▶ [Short problem]
Rewrite the Marguerite Yourcenar biography starting at "In 1939, her" and ending at "Mount Desert, Maine.", with "lovers" replaced by "partners".

Marguerite Yourcenar (, , ; born Marguerite Antoinette Jeanne Marie Ghislaine Cleenewerck de Crayencour; 8 June 1903 – 17 December 1987) was a Belgian-born French novelist and essayist, who became a US citizen in 1947. Winner of the Prix Femina and the Erasmus Prize, she was the first woman elected to the Académie Française, in 1980, as well as the seventeenth person to occupy seat 3.

Biography
Yourcenar was born Marguerite Antoinette Jeanne Marie Ghislaine Cleenewerck de Crayencour in Brussels, Belgium, to Michel Cleenewerck de Crayencour, of French bourgeois descent, originating from French Flanders, a very wealthy landowner, and a Belgian mother, Fernande de Cartier de Marchienne, of Belgian nobility, who died ten days after her birth. She grew up in the home of her paternal grandmother. She adopted the surname Yourcenar – an almost anagram of Crayencour, having one fewer c – as a pen name; in 1947 she also took it as her legal surname.

Yourcenar's first novel, Alexis, was published in 1929. She translated Virginia Woolf's The Waves over a 10-month period in 1937.
In 1939, her partner at the time, the literary scholar and Kansas City native Grace Frick, invited Yourcenar to the United States to escape the outbreak of World War II in Europe. She lectured in comparative literature in New York City and Sarah Lawrence College.

Yourcenar was a lesbian; she and Frick became lovers in 1937 and remained together until Frick's death in 1979 and a tormented relationship with Jerry Wilson. After ten years spent in Hartford, Connecticut, they bought a house in Northeast Harbor, Maine, on Mount Desert Island, where they lived for decades. They are buried alongside each other at Brookside Cemetery, Somesville, Mount Desert, Maine.

In 1951, she published, in France, the novel Memoirs of Hadrian, which she had been writing on-and-off for a decade. The novel was an immediate success and met with great critical acclaim. In this novel, Yourcenar recreated the life and death of one of the great rulers of the ancient world, the Roman emperor Hadrian, who writes a long letter to Marcus Aurelius, the son and heir of Antoninus Pius, his successor and adoptive son. The Emperor meditates on his past, describing both his triumphs and his failures, his love for Antinous, and his philosophy. The novel has become a modern classic.

In 1980, Yourcenar was the first female member elected to the Académie française. An anecdote tells of how the bathroom labels were then changed in this male-dominated institution: "Messieurs|Marguerite Yourcenar" (Gents/Marguerite Yourcenar). She published many novels, essays, and poems, as well as a trilogy of memoirs. At the time of her death, she was working on the third volume, called Quoi? L'Eternité.

▶ [Dataset content]
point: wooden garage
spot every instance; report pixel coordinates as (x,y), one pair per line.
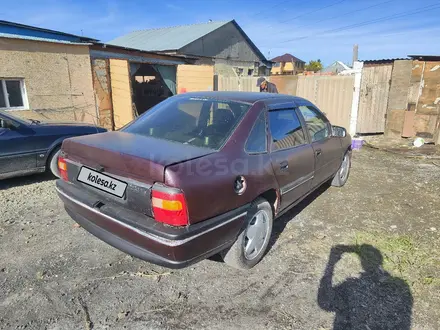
(129,82)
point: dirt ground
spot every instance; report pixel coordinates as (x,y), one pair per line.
(321,272)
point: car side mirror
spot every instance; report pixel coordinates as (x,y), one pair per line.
(339,131)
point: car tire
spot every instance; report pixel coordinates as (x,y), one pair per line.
(343,173)
(244,254)
(52,161)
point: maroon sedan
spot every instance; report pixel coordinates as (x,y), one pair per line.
(201,174)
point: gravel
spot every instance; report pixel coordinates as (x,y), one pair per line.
(54,275)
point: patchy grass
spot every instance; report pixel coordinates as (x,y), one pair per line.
(414,259)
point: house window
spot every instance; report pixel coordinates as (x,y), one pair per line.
(13,94)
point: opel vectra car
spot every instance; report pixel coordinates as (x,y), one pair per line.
(201,174)
(31,146)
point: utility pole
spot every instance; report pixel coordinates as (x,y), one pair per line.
(355,54)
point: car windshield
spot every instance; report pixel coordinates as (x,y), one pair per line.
(200,122)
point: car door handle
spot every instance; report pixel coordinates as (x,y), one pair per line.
(284,165)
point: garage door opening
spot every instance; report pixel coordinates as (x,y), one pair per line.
(151,84)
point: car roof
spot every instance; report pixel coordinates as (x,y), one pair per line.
(247,97)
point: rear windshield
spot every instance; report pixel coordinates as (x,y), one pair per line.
(199,122)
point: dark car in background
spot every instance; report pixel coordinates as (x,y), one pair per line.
(201,174)
(31,146)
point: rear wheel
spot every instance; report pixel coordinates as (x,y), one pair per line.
(52,162)
(341,176)
(251,244)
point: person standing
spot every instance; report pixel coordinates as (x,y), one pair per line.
(266,86)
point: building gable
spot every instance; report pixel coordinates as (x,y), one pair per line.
(227,42)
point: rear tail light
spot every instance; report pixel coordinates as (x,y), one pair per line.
(62,168)
(169,206)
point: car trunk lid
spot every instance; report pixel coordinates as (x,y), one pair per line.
(137,160)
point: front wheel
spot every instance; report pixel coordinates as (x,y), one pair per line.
(251,244)
(341,176)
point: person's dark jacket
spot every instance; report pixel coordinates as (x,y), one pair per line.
(271,88)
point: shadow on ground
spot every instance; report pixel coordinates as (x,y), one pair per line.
(374,300)
(25,180)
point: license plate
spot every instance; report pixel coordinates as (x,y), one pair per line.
(102,182)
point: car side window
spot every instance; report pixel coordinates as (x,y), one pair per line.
(286,129)
(257,140)
(317,124)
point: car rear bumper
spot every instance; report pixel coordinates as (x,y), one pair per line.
(147,239)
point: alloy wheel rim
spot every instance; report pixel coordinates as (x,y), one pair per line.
(345,168)
(256,235)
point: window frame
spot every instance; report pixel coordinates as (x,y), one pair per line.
(266,130)
(8,107)
(294,108)
(327,122)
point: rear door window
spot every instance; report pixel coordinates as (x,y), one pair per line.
(257,140)
(317,124)
(285,129)
(200,122)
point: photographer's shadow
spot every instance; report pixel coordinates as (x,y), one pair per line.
(375,300)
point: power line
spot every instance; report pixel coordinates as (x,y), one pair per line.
(312,11)
(273,6)
(348,13)
(381,19)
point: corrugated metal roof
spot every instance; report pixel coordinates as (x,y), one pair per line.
(286,58)
(35,28)
(18,36)
(169,38)
(425,57)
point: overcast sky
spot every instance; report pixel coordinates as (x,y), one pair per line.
(324,29)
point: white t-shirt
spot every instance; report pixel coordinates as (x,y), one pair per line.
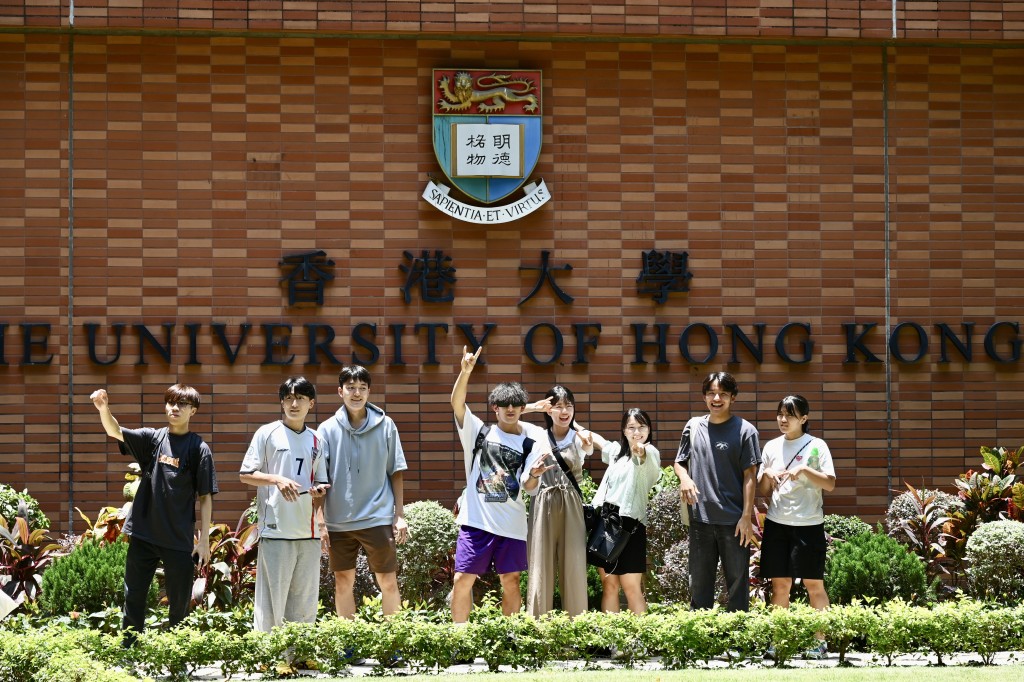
(797,502)
(494,498)
(280,451)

▶ [Reply]
In 1939, her partner at the time, the literary scholar and Kansas City native Grace Frick, invited Yourcenar to the United States to escape the outbreak of World War II in Europe. She lectured in comparative literature in New York City and Sarah Lawrence College.

Yourcenar was a lesbian; she and Frick became partners in 1937 and remained together until Frick's death in 1979 and a tormented relationship with Jerry Wilson. After ten years spent in Hartford, Connecticut, they bought a house in Northeast Harbor, Maine, on Mount Desert Island, where they lived for decades. They are buried alongside each other at Brookside Cemetery, Somesville, Mount Desert, Maine.